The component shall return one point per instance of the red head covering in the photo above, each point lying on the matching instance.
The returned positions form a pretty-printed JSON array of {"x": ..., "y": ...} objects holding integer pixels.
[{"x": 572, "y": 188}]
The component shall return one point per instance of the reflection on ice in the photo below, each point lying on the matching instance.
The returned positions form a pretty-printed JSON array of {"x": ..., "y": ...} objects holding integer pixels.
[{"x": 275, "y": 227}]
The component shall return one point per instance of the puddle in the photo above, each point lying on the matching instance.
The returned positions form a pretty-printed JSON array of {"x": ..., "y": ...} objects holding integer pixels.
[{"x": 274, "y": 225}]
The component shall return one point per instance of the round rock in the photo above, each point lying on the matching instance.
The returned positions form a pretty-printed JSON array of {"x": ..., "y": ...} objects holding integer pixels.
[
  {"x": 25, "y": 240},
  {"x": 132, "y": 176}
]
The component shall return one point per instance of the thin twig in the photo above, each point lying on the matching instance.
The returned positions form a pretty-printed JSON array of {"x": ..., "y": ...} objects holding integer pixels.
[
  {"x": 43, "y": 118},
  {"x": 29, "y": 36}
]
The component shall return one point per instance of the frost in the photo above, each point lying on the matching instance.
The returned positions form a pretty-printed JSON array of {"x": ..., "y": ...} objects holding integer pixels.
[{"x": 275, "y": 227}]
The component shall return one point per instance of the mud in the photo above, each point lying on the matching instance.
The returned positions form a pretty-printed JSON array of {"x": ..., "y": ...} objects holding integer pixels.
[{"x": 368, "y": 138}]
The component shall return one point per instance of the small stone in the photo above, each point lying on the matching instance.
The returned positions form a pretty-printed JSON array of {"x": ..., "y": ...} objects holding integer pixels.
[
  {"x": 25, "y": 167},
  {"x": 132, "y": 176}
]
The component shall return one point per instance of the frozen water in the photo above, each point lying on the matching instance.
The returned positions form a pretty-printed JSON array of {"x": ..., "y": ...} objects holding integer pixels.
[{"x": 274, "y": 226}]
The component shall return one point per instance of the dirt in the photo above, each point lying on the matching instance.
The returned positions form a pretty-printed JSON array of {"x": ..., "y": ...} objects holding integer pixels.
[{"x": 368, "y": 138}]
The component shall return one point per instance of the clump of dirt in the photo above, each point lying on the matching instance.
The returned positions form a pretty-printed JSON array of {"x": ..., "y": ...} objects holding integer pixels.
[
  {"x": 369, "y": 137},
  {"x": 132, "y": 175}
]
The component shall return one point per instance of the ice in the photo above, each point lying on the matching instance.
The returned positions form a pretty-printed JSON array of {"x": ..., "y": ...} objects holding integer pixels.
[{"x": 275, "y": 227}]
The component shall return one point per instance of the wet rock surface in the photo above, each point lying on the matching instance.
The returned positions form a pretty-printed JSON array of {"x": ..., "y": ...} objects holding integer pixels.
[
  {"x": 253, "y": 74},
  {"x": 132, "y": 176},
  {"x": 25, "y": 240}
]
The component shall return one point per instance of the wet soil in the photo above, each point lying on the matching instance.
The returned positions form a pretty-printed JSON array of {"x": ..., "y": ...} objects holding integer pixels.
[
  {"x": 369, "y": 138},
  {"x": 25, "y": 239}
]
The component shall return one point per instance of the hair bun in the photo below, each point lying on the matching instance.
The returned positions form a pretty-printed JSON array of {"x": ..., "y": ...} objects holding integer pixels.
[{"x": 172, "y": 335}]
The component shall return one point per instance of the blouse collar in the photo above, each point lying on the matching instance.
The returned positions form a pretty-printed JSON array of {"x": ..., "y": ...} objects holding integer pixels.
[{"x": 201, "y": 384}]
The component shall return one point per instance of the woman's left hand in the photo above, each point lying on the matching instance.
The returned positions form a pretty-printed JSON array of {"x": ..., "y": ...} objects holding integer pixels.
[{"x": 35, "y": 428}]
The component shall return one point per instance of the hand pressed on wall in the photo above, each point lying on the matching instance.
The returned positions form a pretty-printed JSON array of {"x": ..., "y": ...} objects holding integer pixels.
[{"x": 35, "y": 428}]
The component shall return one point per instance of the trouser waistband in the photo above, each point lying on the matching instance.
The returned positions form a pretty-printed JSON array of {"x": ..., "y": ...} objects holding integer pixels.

· · · · · · ·

▸ What is asked: Exactly reproduce every line found in the records.

▸ The reply:
The component shall return one point per instance of the red head covering in the photo above, each point lying on the matching instance.
The returned positions form a pretty-printed JSON array of {"x": ..., "y": ...} objects holding integer pixels.
[{"x": 572, "y": 188}]
The component shall return one point per instance of the reflection on ice in the photo below, each point lying on the matching instance.
The returned positions form a pretty-printed JSON array of {"x": ..., "y": ...} objects holding integer pixels.
[{"x": 275, "y": 227}]
The component shall return one point per instance of the puddle in the photo above, each point lying on the matching instance.
The returned positions form a pretty-printed JSON array of {"x": ..., "y": ...} objects holding integer pixels.
[{"x": 274, "y": 225}]
The component shall return one point per instance of the round rock in the photo above, each point lying on the matching instance.
The returned positions form a pretty-printed JSON array of {"x": ..., "y": ...} objects holding integer pixels.
[
  {"x": 25, "y": 240},
  {"x": 132, "y": 176}
]
The component shall return one point per instance of the thin twig in the photo above, each point lying on the matching instance.
The returned positions form a pretty-printed JSON array of {"x": ..., "y": ...} objects holding integer pixels.
[
  {"x": 43, "y": 118},
  {"x": 29, "y": 36}
]
The component shall return one point per instance of the frost in the photo above, each point lying on the matching instance.
The returned positions form a pretty-printed JSON array of {"x": ..., "y": ...} objects holding integer pixels.
[{"x": 275, "y": 227}]
The component shall return one point per instance of the mud in the photo above, each point lying on the matching instance.
The returned positions form a pretty-printed JSON array of {"x": ..., "y": ...} objects holding integer pixels.
[{"x": 368, "y": 138}]
The component shall return one point per instance of the small stone in the photo above, each point lying on the matching instance.
The returned positions form a pretty-printed JSON array of {"x": ..., "y": ...} objects holding integer pixels.
[
  {"x": 25, "y": 167},
  {"x": 132, "y": 176}
]
The component shall return one point per instance of the frozen water in the photo above, each point lying on the matching instance.
The returned positions form a pretty-printed JSON array of {"x": ..., "y": ...} objects holding integer pixels.
[{"x": 274, "y": 226}]
The component shall return one point per instance of the dirt in the photo above, each point lying on the matching instance.
The returned positions form a pretty-printed JSON array of {"x": ..., "y": ...} objects holding integer pixels.
[{"x": 368, "y": 138}]
The component shall return one point per instance of the clump of dirt in the photo above, each point lying on the matching instance.
The returned positions form a pretty-printed JSON array of {"x": ..., "y": ...} objects holding integer pixels.
[
  {"x": 369, "y": 137},
  {"x": 132, "y": 175}
]
The component shall return one point per instance of the ice in the photo above, each point lying on the matching instance.
The returned positions form a pretty-printed JSON array of {"x": ..., "y": ...} objects holding integer pixels.
[{"x": 275, "y": 227}]
The component shall return one point per instance of the wet rock surface in the photo above, each point lying on the matching instance.
The returned positions form a pretty-printed JSON array of {"x": ..., "y": ...} objects holding integer pixels.
[
  {"x": 253, "y": 74},
  {"x": 132, "y": 176},
  {"x": 25, "y": 240}
]
The component shall return one point per instance of the wet soil in the photo above, each point lying on the matching instance.
The returned positions form a pretty-printed JSON array of {"x": ..., "y": ...} objects holding integer pixels.
[
  {"x": 369, "y": 138},
  {"x": 25, "y": 239}
]
The component shall return one point per instance of the hair bun in the photo below, each point lying on the matching instance.
The returned positions form a pretty-printed JSON array of {"x": ..., "y": ...} objects holding integer pixels.
[{"x": 172, "y": 335}]
The component shall return one point per instance of the blouse collar in the photo above, each point lying on the matching instance.
The returned positions form a pretty-printed JSON array of {"x": ..., "y": ...} objects holding integer pixels.
[{"x": 201, "y": 384}]
The component shall return one point per instance of the woman's left hand in the photo above, each point lying on the matching instance.
The returned positions form a pretty-printed JSON array of {"x": ..., "y": ...} objects holding integer pixels.
[{"x": 35, "y": 428}]
The component shall return one point per instance of the hand pressed on wall in the photo above, each point lying on the matching instance.
The returned positions form a pretty-printed JSON array of {"x": ..., "y": ...} objects holding integer pixels.
[{"x": 35, "y": 428}]
The component shall return one point per instance of the trouser waistband in the photo above, each point lying on the matching instance.
The returned positions form a pretty-printed JSON array of {"x": ..., "y": ...} objects holding integer pixels.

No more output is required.